Could you show each line of the records that contains the word "identify"?

Stored data entries:

---

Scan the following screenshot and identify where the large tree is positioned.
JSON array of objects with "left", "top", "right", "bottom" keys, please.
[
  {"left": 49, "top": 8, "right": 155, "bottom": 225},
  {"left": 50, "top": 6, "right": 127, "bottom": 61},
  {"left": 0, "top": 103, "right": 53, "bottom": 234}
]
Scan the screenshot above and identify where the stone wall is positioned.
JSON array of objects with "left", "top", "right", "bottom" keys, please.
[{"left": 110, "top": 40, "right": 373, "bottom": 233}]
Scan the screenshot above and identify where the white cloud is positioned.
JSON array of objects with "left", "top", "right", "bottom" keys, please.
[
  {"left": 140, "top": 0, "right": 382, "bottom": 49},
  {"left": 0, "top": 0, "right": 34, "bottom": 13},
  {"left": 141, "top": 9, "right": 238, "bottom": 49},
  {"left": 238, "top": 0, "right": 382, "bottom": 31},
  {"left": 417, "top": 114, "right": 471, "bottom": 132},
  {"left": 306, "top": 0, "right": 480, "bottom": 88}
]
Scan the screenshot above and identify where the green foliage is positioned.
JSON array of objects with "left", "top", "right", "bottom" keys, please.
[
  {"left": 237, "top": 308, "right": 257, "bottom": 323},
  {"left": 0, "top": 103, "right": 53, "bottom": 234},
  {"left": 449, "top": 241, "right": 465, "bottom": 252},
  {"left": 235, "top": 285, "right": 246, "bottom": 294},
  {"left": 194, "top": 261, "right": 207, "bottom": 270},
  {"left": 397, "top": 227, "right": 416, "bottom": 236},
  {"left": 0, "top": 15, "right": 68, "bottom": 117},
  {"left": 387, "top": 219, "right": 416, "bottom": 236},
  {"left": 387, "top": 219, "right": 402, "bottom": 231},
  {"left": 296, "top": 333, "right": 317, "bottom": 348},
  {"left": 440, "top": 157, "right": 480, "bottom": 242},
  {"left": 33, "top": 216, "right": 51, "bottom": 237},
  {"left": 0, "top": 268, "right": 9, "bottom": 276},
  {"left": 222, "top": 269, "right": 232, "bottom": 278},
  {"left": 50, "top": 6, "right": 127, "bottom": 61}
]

---

### Solution for this exercise
Scan the following screenshot and identify where the large tree is positioned.
Scan the screenshot above and identify where the stone wall is positioned.
Scan the screenshot above and identify where the white cloud is positioned.
Scan the screenshot above and identify where the green foliage is positioned.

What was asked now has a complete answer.